### Task requirements
Please rewrite all of the records below as a numbered list, omitting any blank lines.
-.-.-
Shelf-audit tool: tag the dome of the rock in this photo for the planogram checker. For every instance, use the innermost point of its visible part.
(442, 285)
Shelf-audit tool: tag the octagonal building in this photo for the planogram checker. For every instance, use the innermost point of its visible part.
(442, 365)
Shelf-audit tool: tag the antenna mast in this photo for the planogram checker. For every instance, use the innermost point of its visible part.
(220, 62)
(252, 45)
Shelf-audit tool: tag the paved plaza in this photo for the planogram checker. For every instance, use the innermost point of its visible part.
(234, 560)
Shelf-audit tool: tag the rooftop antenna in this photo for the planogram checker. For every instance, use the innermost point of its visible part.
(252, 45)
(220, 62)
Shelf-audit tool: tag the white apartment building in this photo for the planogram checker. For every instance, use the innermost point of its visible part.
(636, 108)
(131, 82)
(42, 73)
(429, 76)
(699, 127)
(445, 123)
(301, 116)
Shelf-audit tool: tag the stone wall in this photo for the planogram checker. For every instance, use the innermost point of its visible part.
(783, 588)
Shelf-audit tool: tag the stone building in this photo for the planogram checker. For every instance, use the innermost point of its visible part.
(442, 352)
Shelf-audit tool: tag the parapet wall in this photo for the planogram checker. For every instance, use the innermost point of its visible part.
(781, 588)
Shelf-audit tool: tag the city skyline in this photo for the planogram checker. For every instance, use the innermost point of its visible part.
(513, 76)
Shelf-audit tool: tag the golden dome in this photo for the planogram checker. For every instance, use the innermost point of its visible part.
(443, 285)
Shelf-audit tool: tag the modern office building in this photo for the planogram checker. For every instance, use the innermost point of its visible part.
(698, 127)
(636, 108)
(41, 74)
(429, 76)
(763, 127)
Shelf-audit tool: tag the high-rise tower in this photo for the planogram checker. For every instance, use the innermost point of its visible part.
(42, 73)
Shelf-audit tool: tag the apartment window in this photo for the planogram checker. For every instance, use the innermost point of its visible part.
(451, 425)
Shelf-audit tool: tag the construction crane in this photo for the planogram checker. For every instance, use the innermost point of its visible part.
-.-.-
### Task result
1. Shelf-audit tool: tag the dome of the rock in this photo for the planogram checker. For every instance, use the innermost point of its visible part.
2. (442, 285)
3. Shelf-audit tool: tag the octagonal building in this photo for the planogram checker. For every instance, use the innermost point of its visible part.
4. (442, 365)
5. Shelf-audit tool: tag the antenna mast in this photo for the planogram checker. For every instance, use the innermost point of its visible part.
6. (220, 62)
7. (252, 45)
8. Shelf-audit tool: tag the paved plaza in this photo for the planogram checker. For every instance, use the innermost point of its visible part.
9. (234, 560)
10. Shelf-audit tool: tag the rooftop antenna in this photo for the planogram checker. For every instance, use the innermost point of its visible part.
11. (252, 45)
12. (220, 62)
13. Shelf-audit tool: tag the white apartment building in this photo for the planogram checker. For every instance, use the innermost point of its visible part.
14. (636, 108)
15. (131, 82)
16. (42, 73)
17. (429, 76)
18. (699, 127)
19. (445, 123)
20. (301, 116)
21. Shelf-audit tool: tag the stone wall in this photo for the planogram checker. For every instance, use the innermost point of its visible part.
22. (783, 588)
23. Shelf-audit tool: tag the stone building in this photo for the planogram checker. For every instance, use the innermost point of its visible part.
24. (442, 352)
25. Shelf-audit tool: tag the parapet wall in this photo for the planogram checker. For every instance, use the innermost point of its visible part.
26. (781, 588)
27. Shelf-audit tool: tag the city skyline in this photo for the planogram checker. For every instance, use the innermost point of its visible part.
28. (513, 76)
29. Shelf-audit tool: tag the golden dome in this photo for the planogram checker. For every instance, use the innermost point of its visible part.
30. (443, 285)
31. Shelf-audit tool: tag the modern office building in this photo for the planogram checker. For every instance, use the innermost point of its visible part.
32. (698, 127)
33. (636, 108)
34. (41, 74)
35. (429, 76)
36. (763, 127)
37. Shelf-audit tool: tag the high-rise tower in this photo for the planogram checker. For every instance, use the innermost point of its visible part.
38. (42, 73)
39. Shelf-audit tool: tag the apartment window in this photo for the planogram checker. For every instance, use the innermost point of its visible part.
40. (451, 425)
41. Shelf-audit tool: tag the construction crane in this photo for the planogram checker. For every instance, use the innermost point of its visible part.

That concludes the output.